## 課題内容
本文で、お施主様が間違ったクロスを張り替えずにそのまま受け入れることも考えた理由を、本文の記述に沿って説明すること。

## 本文
<<<<
長い目で見ると・・・(1)
現場から2015.11.10(Tue)
住宅に係る仕事をしていると、思わぬ事態に遭遇する事があります。
ある時、現場に行くと、お願いした品番と異なる品番のクロスを
壁に張られていました。
いらっしゃったお施主様からは
「気に入って選んだクロスではないけれど・・・色も近いし、
やり替えるとなると工期も余分にかかるし・・・
間違えて張られた業者さんからは、張り替えると
下地が悪くなるかもしれないとも言われたんです。
この際、我慢して、その分値引き頂くお話を頂いているんですけど
それでこの場をおさめるかどうか、どうしたらいいですか?」
と相談されました。
僕の心の中では・・・
現場監督さんも打ち合わせに出ていて、サンプルも持って帰ったのに、
なんで???
といった怒りや疑問、様々な感情や想いが湧き出てきましたが、
どうしようもありません。
そこで少し、その場で考えました。
お施主様の心は、どうするのが一番すっきりするのだろう?
その時、僕が出した答えは、クロスを張り替えて頂く事でした。
>>>>
## 資料
<<<<
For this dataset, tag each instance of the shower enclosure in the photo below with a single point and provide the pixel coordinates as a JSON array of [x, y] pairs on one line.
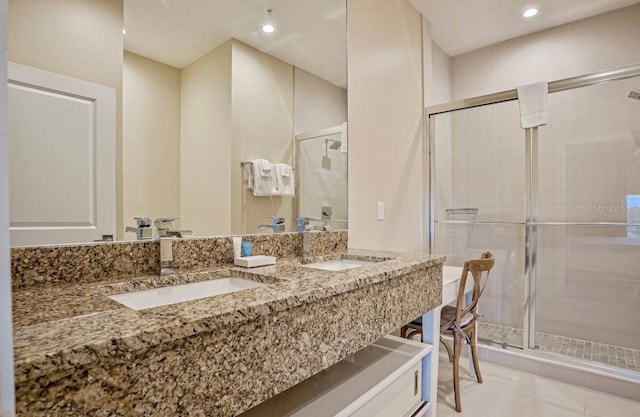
[[321, 176], [558, 205]]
>>>>
## 解答
張られたクロスは気に入って選んだものではないが、色が近く、やり替えるとなると工期も余分にかかるからである。さらに、間違えて張った業者から、張り替えると下地が悪くなるかもしれないと言われていた。そのため、我慢してその分値引きを受けるという話も出ていた。